*Page*:

+--

Guest sax player with O.R.U.S. Quartet

Malamente and Frank Cosentini of Guappecarto

Store-front concert on rue de Rivoli being saved into a compact camera

Paname bloo

Thursday, May 31st, 2012

Hey remember that time in 2008 when we went out to get crepes under the tower,
just cuz the belle dame was blue?

Yeah, me neither, but I just found the photos.

Paname blues


D – 2 weeks: 40 hours of jazz

Wednesday, May 23rd, 2012

Loosely defined, a plethora of genres, a place for musicians to meet and collaborations to form…. In two weeks I’ll be photographing a three-day jazz festival at 59 rue de Rivoli in Paris. These guys will be playing. Les Guappecarto. They are lovely subjects to have in front of the camera. Gorgeous music too.

Pierre La Braguette, Malamente, Professor, Frank Cosentini, & Dr. Zingarone

Frank Cosentini of Guappecarto

Dr. Zingarone of Guappecarto.

Here’s sun in your eyes

Monday, May 21st, 2012

Paris weather can be so disappointing, but at the end of the day when your hope is gone, the sun sometimes puts on a quick show and you think, “Paris, you bitch, you are beautiful.”

Paris, 11e.

France votes Hollande

Sunday, May 6th, 2012

Tens of thousands of people congregated at Place de la Bastille tonight to celebrate the departure of Sarkozy. Let’s be honest, the enthusiasm for François Hollande is subsequent to their tangible joy of seeing “Sarko” ousted. The optimism is flowing, along with beer, wine and champaign. France hasn’t had a left-wing president since François Mitterrand left office after two seven-year terms in 1995.

François Hollande's campaign slogan: C'est maintenant flies at Place de la Bastille. Right now.

Deep in the crowds at Place de la Bastille, listening to President Elect François Hollande's first speech.

Sarko has a great face for caricature.

In observing nine years of celebrations and protests, this is the highest number of people I've ever seen on the monument at Place de la Bastille at one time. May 6, 2012.

It's politics, so there will be disappointment. But right now, the joy and optimism are flowing like beer. Or maybe it's just the beer.

May 1, 2012

Tuesday, May 1st, 2012

Back in Paris just in time for May 1st. Last year, Côte d’Ivoire had the loudest, most urgent message. This year it’s clearly a distaste (I’m being too kind) for Sarkozy. It will be an interesting week leading up to Sunday’s election results. One of my dearest friends, in updating me on what he’s doing this week, said “and on Sunday we are changing the President.” We shall see very soon…

Sarko's words turned on himeslf, Casse toi, pov'con was the phrase of the day. It was Sarko's response to someone who refused his handshake at an Agriculture fair in 2008, saying 'don't touch me, you'll get me dirty,' and basically means, get outta here, stupid ass.

Boulevard St Michel, May 1, 2012.

Headline on Siné Mensuel: Last elections before the revolition.

Alternatives: Solidarity, Ecology, Feminism, Self-Management

This man was photographed at least 30 times in the five minutes that he walked by me. His sign: Sarkozy: Well, that's good, for US!

+--

*Listed records*:
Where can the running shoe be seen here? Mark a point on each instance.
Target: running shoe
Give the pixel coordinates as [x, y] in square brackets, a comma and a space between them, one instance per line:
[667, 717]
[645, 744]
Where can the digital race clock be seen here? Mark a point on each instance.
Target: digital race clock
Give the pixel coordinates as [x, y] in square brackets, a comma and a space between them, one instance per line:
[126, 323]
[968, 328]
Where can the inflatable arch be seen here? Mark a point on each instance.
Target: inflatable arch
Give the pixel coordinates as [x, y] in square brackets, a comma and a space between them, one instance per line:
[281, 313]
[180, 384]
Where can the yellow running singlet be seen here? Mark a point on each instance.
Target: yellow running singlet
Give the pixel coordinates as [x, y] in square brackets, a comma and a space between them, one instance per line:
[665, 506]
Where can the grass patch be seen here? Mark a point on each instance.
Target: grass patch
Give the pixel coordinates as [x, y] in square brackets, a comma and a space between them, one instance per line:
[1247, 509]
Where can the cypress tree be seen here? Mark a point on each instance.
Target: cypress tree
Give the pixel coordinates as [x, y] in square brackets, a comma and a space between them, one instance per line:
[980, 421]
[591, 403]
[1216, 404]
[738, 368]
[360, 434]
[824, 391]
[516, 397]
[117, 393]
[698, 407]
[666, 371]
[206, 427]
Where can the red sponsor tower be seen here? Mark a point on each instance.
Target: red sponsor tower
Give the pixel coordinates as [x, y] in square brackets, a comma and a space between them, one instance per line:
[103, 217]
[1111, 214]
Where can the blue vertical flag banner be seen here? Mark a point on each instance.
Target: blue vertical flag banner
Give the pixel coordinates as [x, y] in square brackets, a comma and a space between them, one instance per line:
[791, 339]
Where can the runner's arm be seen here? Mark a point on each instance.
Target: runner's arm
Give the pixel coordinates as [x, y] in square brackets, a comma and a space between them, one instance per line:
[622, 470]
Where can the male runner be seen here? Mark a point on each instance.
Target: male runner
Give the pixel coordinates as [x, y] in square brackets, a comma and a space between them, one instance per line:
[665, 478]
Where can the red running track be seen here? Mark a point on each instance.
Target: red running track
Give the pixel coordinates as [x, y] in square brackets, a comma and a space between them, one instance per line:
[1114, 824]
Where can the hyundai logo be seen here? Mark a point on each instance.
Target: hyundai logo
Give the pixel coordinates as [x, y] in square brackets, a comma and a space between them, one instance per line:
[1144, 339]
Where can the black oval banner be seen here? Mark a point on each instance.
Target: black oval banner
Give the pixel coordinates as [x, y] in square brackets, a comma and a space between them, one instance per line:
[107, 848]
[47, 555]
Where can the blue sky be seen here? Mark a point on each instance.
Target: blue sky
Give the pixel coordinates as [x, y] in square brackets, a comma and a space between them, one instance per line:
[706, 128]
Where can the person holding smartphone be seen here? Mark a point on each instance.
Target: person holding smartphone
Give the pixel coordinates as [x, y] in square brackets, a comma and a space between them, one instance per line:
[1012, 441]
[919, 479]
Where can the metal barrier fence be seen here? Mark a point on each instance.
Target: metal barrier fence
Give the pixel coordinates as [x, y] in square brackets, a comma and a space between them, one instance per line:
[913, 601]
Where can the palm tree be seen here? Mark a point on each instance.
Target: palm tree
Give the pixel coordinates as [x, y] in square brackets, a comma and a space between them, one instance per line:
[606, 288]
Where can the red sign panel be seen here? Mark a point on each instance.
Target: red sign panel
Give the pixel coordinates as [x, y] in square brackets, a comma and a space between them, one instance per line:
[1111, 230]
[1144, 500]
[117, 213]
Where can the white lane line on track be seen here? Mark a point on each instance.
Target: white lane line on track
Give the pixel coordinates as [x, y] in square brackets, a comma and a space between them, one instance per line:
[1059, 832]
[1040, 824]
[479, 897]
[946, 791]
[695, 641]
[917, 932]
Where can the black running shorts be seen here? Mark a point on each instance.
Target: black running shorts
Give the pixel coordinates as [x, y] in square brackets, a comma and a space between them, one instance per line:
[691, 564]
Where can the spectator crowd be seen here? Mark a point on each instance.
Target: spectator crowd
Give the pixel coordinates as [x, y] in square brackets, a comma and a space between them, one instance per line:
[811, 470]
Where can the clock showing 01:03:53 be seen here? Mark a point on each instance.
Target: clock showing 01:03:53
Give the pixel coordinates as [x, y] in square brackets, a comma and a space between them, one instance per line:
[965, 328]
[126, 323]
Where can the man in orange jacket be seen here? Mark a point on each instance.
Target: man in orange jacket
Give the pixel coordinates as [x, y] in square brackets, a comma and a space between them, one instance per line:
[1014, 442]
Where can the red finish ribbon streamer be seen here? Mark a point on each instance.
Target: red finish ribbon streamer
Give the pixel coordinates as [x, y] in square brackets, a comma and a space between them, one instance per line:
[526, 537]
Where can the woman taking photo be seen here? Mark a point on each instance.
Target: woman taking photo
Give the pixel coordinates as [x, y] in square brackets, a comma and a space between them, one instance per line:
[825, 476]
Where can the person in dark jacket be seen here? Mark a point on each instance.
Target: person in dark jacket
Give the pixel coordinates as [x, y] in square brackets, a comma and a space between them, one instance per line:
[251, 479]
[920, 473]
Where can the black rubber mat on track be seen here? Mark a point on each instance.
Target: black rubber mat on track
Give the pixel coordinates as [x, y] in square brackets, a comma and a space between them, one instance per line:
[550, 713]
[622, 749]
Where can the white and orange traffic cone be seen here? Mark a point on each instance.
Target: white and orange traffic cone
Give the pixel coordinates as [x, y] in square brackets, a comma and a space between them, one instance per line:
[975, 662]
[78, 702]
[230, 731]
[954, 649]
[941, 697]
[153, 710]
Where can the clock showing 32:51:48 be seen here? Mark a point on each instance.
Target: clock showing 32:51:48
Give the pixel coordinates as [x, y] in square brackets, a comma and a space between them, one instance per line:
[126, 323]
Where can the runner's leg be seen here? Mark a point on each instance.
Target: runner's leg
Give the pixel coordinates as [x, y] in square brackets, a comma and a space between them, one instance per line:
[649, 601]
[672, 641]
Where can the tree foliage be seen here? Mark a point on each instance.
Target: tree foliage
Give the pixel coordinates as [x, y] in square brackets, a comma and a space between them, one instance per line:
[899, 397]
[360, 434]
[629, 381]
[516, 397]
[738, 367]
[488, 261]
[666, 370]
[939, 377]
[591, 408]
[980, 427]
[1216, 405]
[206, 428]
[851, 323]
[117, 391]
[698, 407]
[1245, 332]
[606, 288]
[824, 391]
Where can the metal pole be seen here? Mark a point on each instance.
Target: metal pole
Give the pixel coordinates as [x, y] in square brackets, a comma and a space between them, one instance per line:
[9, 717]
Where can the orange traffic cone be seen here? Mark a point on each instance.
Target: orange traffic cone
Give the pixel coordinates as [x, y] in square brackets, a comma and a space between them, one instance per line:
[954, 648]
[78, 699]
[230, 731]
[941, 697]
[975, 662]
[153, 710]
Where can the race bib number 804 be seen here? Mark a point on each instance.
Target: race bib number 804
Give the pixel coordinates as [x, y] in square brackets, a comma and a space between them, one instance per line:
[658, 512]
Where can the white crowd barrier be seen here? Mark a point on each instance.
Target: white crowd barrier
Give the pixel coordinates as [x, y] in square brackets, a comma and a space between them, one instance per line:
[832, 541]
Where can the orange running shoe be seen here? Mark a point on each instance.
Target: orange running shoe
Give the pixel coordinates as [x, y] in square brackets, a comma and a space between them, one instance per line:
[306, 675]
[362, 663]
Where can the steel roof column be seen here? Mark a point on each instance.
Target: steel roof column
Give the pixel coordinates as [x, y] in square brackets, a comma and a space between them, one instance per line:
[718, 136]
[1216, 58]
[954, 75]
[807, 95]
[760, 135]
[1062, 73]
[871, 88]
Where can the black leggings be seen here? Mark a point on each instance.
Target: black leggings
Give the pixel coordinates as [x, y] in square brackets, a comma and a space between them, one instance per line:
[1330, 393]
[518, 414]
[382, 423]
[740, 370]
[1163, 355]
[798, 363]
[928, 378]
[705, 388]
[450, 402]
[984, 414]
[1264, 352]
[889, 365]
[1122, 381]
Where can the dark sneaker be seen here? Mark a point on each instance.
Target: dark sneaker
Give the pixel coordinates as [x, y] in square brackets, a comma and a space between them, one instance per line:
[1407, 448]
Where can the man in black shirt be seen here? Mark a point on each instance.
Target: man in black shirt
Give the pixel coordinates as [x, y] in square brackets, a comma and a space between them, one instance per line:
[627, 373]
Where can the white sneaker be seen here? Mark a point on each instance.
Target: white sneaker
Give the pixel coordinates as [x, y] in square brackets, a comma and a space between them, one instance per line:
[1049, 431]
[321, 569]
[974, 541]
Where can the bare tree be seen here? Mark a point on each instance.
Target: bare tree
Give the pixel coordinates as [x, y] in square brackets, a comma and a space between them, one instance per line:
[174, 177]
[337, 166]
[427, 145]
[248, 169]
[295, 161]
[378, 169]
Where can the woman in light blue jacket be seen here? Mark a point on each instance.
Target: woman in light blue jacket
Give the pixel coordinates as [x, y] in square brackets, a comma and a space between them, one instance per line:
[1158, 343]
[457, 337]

+--

In the Paris blog, translate this sentence into French: "France hasn’t had a left-wing president since François Mitterrand left office after two seven-year terms in 1995."

La France n’a pas eu de président de gauche depuis que François Mitterrand a quitté ses fonctions en 1995, après deux septennats.